** EJERCICIOS **
- A) Enumera a todas las personas que el artículo sobre las sentencias menciona por su nombre.
- B) Responde con lo que dice el artículo sobre las sentencias:
(i) ¿Cuántas juezas dictaron la sentencia del caso “La Línea”?
(ii) Según el texto, ¿cuántas personas señaladas en el caso “La Línea” fueron totalmente ignoradas en las redes sociales?
(iii) ¿Qué delito concluyó la jueza que se cometió en el caso de Virginia Laparra?
- C) Prolonga el artículo sobre las sentencias con uno o dos párrafos que sigan después de su última oración.

Lo que se puede probar se juzga y el resto es imposible por muy “evidente y claro que parezca” a algunos.
Con poca diferencia temporal se han sentenciado los casos “La Línea” y “Virginia Laparra”. En ambos, hay un antes, un después y una enorme presión que condiciona o desvirtúa la lectura jurídica, y están mediáticamente posicionados lo que dificulta comprenderlos sin sustraerse del filtro de la militancia política, el activismo periodístico o la irracional emoción al ponerse “de parte de…”.
En el caso “La Línea” se inducía desde redes sociales la “necesidad” de una condena para los personajes principales implicados: Pérez Molina y Rosanna Baldetti -aunque había una treintena de señalados totalmente ignorados- y desde el inicio se presionó e incluso dudó de la capacidad del tribunal para sentenciarlos. Sin embargo, las tres juezas explicaron detalladamente las razones de su decisión y apreciaron ciertos delitos, condenando a determinadas personas y absolvieron a otras. Sintetizo lo que manifestó la jueza presidente: hay hechos que no se pueden evitar y otros que no se deben suponer, pero el prejuicioso ciudadano no está dispuesto a comprender -o le cuesta- que la verdad judicial no siempre coincide con la verdad real o incluso con lo que presenta el sistema mediático. Lo que se puede probar se juzga y el resto es imposible por muy “evidente y claro que parezca” a algunos.
El caso de Virginia Laparra fue similar. También desde temprano se presentó mediáticamente como persecución política o manipulación judicial; un juicio que había que anular y liberar a la encartada. Sin embargo, la jueza razonó y concluyó que efectivamente hubo un delito continuado de abuso de autoridad, por mucho que se cuestione lo contrario, o no guste la condena ¡Dura lex, sed lex!
En dichos casos, la opinión publicada y la narrativa difundida, quedaron desvirtuadas -al menos parcialmente- y las juzgadoras explicaron detalladamente sus razones. Otra cosa es querer comprenderlo, más allá de la emoción imprimida -cuando no el frenesí-, por personas y organizaciones que, en ambos casos, tienen condicionantes ideológicos o políticos, y en menor medida genuino interés judicial.

(Datos de expresiones referenciales basadas en fotos)
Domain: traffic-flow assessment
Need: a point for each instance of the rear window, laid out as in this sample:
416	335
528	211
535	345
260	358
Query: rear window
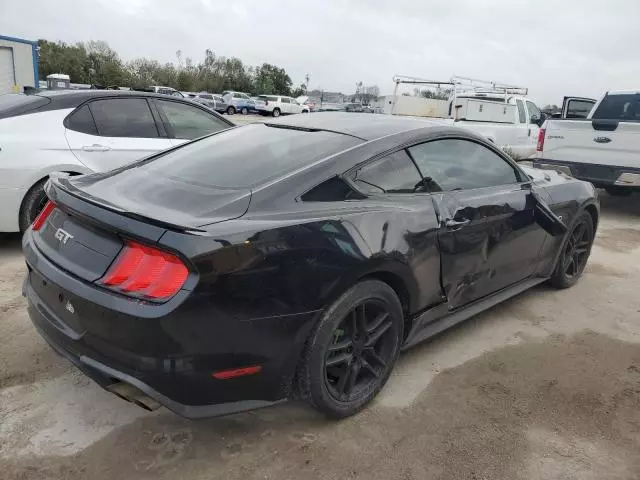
619	107
17	103
246	156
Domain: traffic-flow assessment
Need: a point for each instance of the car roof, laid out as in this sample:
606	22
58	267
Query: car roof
365	126
72	98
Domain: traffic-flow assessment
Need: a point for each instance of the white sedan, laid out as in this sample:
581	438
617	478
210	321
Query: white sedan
84	131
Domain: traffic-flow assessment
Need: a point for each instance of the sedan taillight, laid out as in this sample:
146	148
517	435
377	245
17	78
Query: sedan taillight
145	272
43	215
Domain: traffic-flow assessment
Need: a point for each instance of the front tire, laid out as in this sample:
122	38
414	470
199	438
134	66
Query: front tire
32	204
352	350
575	253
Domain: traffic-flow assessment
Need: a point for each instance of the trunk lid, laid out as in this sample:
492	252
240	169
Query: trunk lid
77	246
162	200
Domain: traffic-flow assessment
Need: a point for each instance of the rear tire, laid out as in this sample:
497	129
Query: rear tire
575	253
352	350
33	202
618	191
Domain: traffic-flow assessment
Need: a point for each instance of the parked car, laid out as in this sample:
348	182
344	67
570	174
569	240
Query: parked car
294	258
205	98
80	131
277	105
238	102
167	91
603	148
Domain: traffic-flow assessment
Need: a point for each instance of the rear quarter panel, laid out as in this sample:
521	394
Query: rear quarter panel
567	197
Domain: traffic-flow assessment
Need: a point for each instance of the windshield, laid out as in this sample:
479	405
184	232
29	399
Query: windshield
246	156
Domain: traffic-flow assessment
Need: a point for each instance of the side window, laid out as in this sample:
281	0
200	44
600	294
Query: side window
522	116
189	122
395	173
124	117
82	121
453	164
579	108
534	111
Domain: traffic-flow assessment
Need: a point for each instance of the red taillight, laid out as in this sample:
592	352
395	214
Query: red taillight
43	215
146	272
541	134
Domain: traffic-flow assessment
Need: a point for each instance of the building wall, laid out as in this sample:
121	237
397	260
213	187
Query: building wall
23	62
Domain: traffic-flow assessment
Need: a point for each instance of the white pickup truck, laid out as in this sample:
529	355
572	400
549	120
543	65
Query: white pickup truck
502	113
512	123
603	148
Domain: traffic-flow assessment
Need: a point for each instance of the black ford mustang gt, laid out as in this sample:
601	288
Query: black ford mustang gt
292	259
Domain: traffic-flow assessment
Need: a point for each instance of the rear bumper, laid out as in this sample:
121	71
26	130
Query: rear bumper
170	358
104	376
598	174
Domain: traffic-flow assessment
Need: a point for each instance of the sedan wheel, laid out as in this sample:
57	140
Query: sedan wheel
575	253
353	350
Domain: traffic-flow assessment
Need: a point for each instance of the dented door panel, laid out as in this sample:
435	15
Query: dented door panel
489	240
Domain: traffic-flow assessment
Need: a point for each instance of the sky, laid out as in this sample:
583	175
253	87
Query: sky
555	48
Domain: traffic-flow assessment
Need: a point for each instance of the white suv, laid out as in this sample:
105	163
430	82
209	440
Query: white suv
277	105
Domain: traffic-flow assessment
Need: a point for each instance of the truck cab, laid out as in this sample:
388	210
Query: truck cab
510	121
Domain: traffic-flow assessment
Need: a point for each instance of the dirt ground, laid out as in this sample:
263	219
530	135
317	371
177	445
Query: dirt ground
544	386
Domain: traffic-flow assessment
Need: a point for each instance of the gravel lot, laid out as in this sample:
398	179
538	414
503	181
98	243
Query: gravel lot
544	386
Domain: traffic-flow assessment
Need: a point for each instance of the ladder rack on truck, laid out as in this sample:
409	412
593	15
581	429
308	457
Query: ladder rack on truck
461	87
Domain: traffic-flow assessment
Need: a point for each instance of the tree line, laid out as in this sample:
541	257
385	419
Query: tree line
96	63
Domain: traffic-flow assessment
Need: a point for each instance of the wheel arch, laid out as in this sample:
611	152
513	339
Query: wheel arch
595	216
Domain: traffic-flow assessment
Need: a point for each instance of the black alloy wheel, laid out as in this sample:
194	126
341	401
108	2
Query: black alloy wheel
352	350
363	346
575	253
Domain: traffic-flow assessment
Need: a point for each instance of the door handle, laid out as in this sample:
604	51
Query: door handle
96	148
453	223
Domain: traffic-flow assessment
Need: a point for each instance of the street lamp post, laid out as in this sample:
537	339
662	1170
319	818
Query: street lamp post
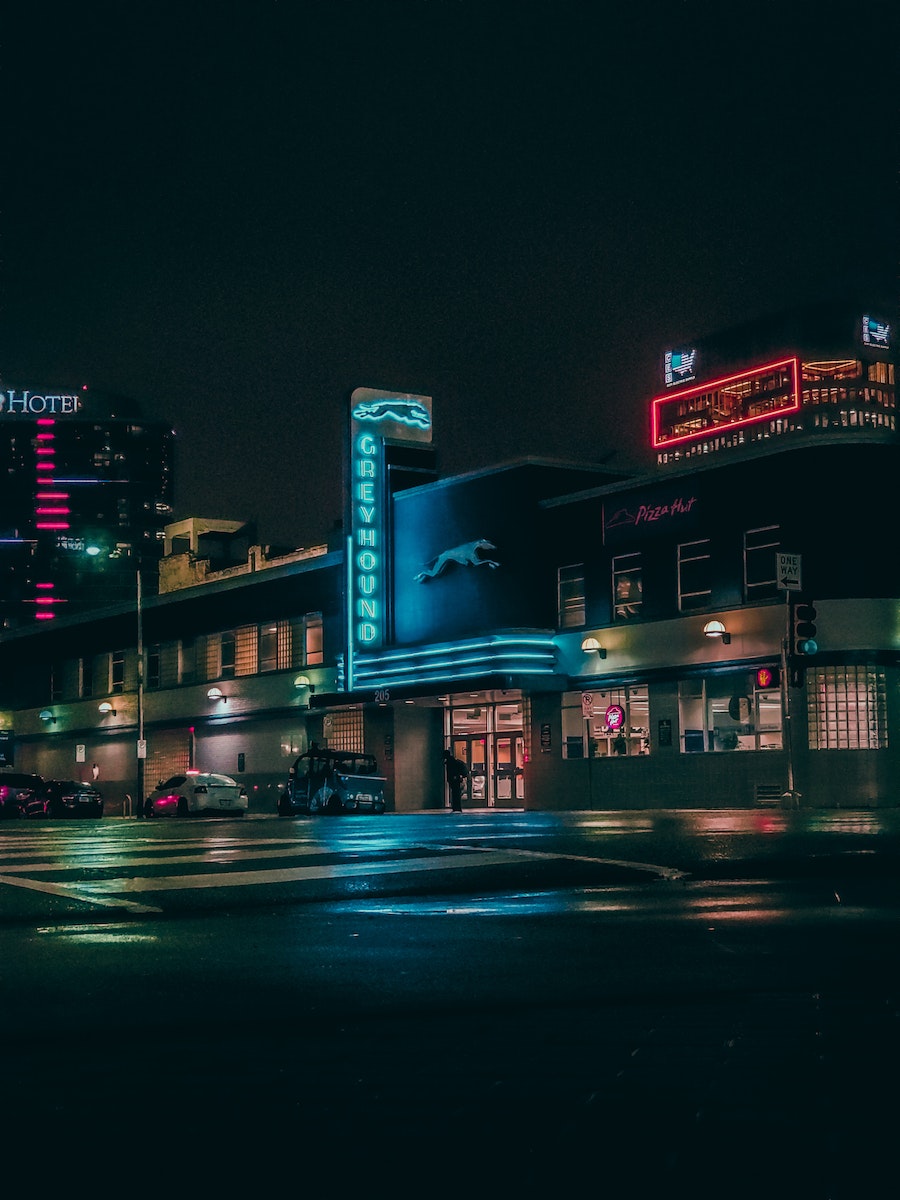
142	743
138	799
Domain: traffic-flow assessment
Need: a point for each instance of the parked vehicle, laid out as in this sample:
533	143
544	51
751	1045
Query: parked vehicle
333	781
61	798
16	790
197	792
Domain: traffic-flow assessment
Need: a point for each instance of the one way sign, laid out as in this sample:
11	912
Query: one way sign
789	573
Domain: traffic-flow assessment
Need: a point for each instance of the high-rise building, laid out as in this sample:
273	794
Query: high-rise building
85	492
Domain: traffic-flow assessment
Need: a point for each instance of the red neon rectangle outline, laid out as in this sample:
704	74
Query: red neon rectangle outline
711	385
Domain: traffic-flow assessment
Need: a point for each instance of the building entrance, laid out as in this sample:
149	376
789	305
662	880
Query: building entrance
495	756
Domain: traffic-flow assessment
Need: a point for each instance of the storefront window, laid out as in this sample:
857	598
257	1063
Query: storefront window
618	724
729	713
846	708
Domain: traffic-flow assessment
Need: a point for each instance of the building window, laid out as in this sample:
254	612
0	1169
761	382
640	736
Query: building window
618	726
275	646
227	652
187	660
313	642
627	586
570	595
846	708
117	671
154	666
760	550
729	712
695	586
85	678
269	647
346	732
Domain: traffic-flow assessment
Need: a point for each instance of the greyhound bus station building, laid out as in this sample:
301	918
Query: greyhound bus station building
721	629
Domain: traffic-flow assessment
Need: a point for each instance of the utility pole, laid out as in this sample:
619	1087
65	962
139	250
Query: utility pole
142	743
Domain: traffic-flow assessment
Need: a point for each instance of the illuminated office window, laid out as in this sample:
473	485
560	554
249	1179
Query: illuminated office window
627	586
694	575
846	708
570	597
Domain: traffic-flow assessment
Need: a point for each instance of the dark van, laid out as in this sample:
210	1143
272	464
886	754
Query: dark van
333	781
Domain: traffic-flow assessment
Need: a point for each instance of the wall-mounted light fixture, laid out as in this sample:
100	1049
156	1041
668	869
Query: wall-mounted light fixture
715	629
303	684
591	646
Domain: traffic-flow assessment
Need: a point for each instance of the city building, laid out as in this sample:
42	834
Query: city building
83	473
721	629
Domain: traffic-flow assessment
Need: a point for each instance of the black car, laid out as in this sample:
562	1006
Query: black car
17	790
333	781
61	798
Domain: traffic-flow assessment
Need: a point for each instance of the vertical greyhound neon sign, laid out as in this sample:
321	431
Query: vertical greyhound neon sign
375	418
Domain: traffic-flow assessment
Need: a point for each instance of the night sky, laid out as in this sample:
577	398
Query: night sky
237	213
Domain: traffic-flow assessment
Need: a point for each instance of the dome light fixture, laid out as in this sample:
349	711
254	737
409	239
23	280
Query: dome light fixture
715	629
592	646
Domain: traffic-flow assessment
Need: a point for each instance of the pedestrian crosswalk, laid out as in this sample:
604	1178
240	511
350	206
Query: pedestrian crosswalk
137	874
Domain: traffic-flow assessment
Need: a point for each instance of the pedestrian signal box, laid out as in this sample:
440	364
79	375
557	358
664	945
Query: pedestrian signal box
768	677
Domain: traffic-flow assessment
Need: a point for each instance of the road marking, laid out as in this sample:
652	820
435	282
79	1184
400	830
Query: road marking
71	893
293	875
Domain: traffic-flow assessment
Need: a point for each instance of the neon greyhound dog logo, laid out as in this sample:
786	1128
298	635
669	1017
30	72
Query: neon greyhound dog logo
468	555
407	412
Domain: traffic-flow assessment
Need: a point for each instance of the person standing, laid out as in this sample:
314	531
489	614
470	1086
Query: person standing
456	772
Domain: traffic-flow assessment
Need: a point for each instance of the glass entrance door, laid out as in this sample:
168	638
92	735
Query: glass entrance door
508	771
472	751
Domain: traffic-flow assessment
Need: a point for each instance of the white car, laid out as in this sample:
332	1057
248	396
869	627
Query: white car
195	792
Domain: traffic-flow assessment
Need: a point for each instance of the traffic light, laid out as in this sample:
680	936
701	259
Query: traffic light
803	630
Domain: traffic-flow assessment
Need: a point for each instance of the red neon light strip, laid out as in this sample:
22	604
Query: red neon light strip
672	397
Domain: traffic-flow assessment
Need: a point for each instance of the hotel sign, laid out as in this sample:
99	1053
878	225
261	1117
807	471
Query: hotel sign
29	403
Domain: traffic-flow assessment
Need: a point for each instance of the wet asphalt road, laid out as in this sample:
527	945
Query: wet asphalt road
721	1020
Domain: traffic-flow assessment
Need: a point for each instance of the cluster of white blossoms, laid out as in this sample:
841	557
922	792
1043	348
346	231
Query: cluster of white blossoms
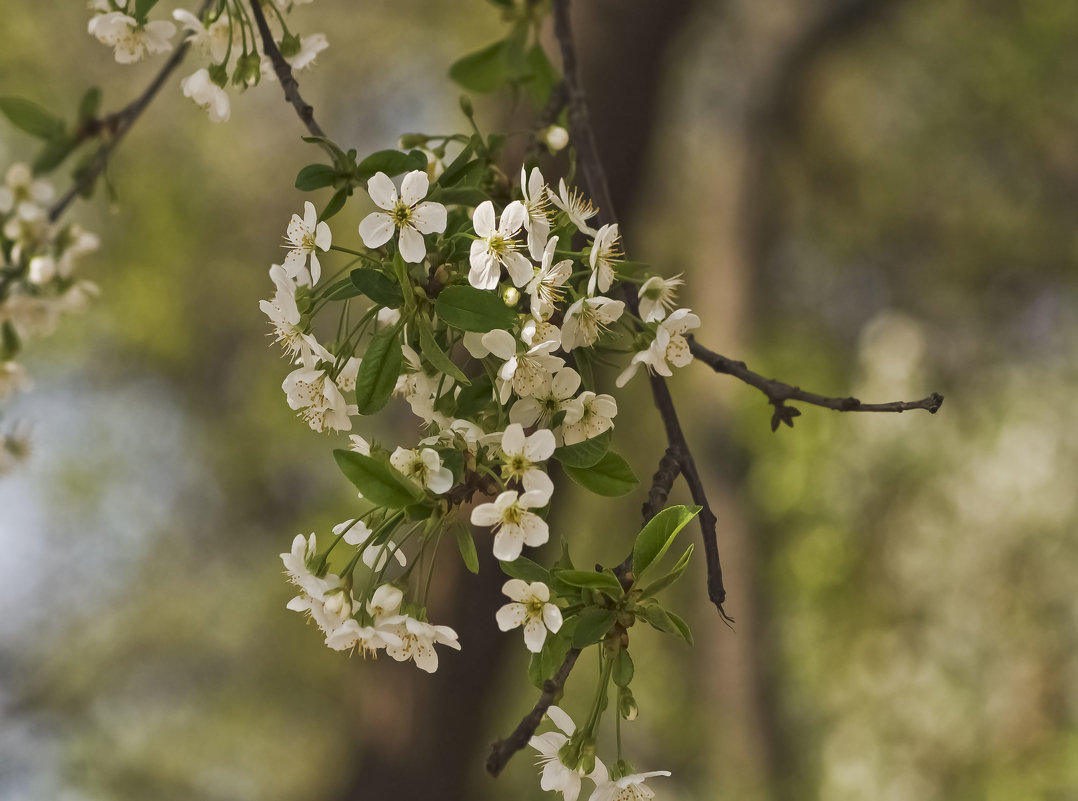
38	280
225	37
551	306
566	778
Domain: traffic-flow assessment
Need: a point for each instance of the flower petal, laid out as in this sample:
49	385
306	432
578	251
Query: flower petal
382	191
414	187
376	230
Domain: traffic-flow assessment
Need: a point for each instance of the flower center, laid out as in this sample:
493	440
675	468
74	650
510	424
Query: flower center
402	213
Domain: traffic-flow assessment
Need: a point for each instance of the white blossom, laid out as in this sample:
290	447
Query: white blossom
546	287
576	206
424	467
521	456
207	95
129	40
554	396
555	775
496	247
606	251
306	235
515	526
657	297
417	643
626	788
669	345
282	311
536	202
530	608
586	319
406	212
595	416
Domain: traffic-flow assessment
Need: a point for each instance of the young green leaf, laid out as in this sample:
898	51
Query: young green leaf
433	353
590	580
525	569
660	584
377	286
658	536
592	625
473	309
484	70
378	482
390	162
467	547
610	477
378	371
586	453
31	118
315	176
622	672
335	204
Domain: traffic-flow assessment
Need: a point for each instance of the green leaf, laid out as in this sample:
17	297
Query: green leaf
592	625
315	176
390	162
378	371
377	286
622	671
542	665
610	477
525	569
590	580
10	343
433	353
90	104
335	204
660	584
482	71
342	290
658	536
467	547
31	118
586	453
472	399
682	627
142	8
466	196
378	482
657	618
473	309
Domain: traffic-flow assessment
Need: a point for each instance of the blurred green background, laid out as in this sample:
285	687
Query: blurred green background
867	196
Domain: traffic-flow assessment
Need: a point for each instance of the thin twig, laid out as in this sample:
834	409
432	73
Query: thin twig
284	71
778	392
115	126
594	178
503	749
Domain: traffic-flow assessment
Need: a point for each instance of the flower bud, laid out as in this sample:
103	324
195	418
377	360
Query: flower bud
413	140
555	137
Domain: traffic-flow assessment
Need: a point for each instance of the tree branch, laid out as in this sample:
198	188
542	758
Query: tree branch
778	392
502	750
595	180
284	70
114	126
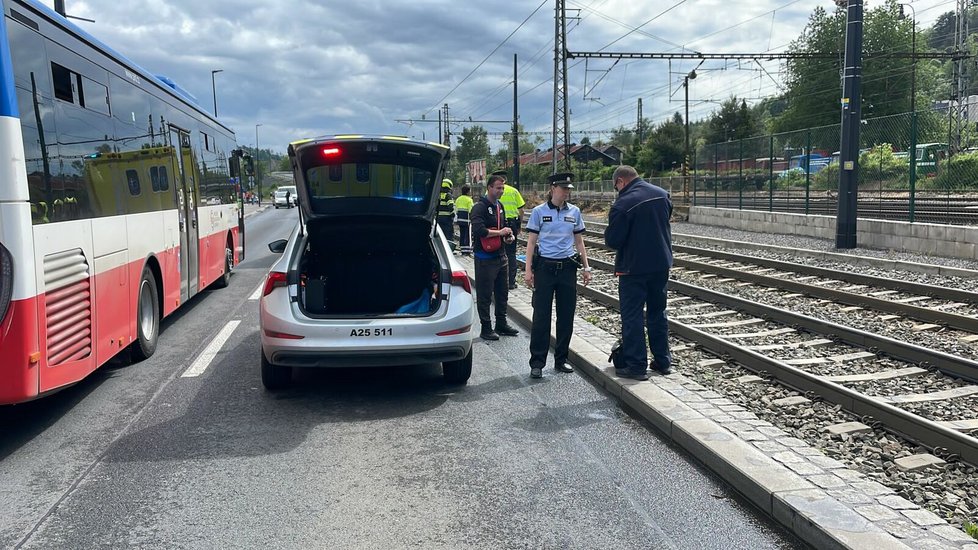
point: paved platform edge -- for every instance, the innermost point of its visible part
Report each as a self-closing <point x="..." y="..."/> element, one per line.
<point x="818" y="504"/>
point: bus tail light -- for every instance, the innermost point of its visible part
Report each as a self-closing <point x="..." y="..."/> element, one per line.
<point x="461" y="278"/>
<point x="274" y="280"/>
<point x="6" y="281"/>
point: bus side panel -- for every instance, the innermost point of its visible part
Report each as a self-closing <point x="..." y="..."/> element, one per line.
<point x="114" y="325"/>
<point x="52" y="240"/>
<point x="19" y="331"/>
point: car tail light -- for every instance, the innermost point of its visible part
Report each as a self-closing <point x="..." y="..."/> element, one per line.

** RESPUESTAS POR TAREA **
- A) Pérez Molina, Rosanna Baldetti y Virginia Laparra.

- B)
(i) Tres juezas.
(ii) Una treintena.
(iii) Un delito continuado de abuso de autoridad.

- C)
Las redes y la militancia mediática nos han habituado a ser jueces, abogados, doctores -durante la pandemia- o catedráticos universitarios. Cada cual tiene su opinión -racional o inducida- y no asumimos que solemos carecer de información -y formación- suficiente para aceptar que aquello que “se nos ocurre” no suele ser la verdad. Somos, además, una sociedad muy crítica pero poco autocrítica, y perfeccionamos a diario la capacidad de señalar lo que otros hacen sin advertir lo que nosotros hacemos. Una especie de soberbia social que la democratización de las redes ha alimentado en la medida que hemos puesto “nuestra tribuna” a la par de tribunas más cualificadas.
Se señala, con razón, el sistema y se reclama la República añorada -mensaje ahora de moda y en boca de quienes nunca utilizaron tal palabra- sin entender ni aceptar que en ese modelo republicano las instituciones son lo importante, que es precisamente lo que se cuestiona con la presión individual -o de grupos- que se pretende imponer por encima de aquellas.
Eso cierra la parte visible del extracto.